What to work on →
Each line from the one that contains "The component shall indicate one point per instance of the man's" down to the last line of the material should be retyped exactly as it stands.

Records shown →

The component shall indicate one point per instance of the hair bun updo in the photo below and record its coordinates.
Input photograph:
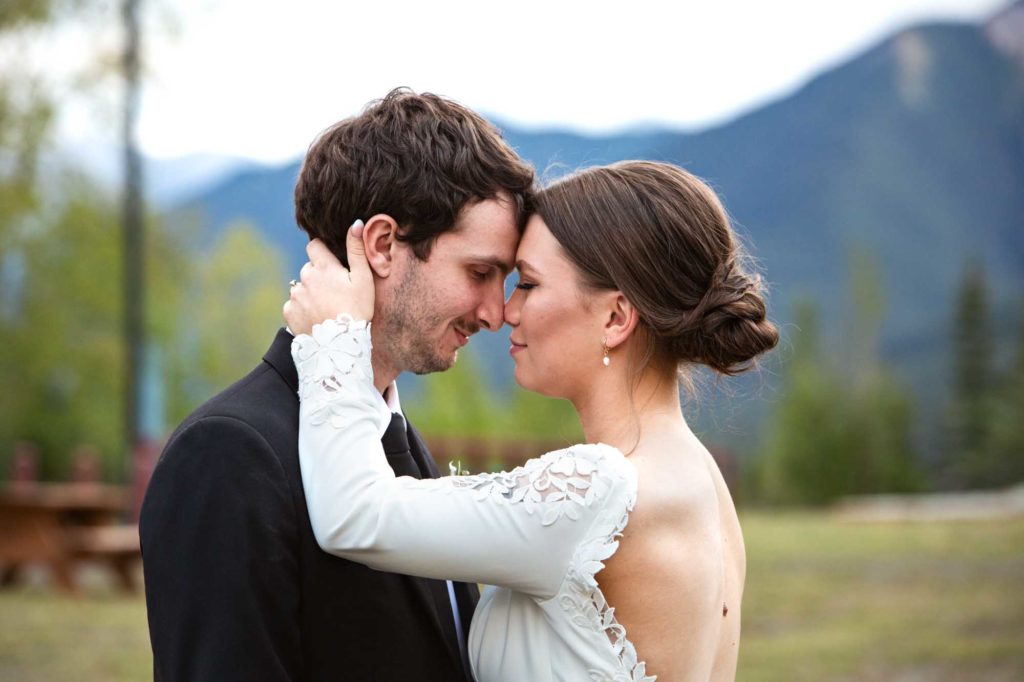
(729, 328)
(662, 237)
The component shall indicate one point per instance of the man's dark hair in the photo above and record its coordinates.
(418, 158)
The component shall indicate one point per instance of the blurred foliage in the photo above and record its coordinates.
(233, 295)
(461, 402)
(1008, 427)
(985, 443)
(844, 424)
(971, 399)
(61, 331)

Response →
The component shall indicate one point per instance of the man's dark hair in the photo above and record its coordinates.
(418, 158)
The component shall indicate one point per instance of the blurred foliage in the photo above and record its coordinates.
(233, 295)
(461, 402)
(1008, 427)
(985, 443)
(844, 424)
(971, 399)
(61, 331)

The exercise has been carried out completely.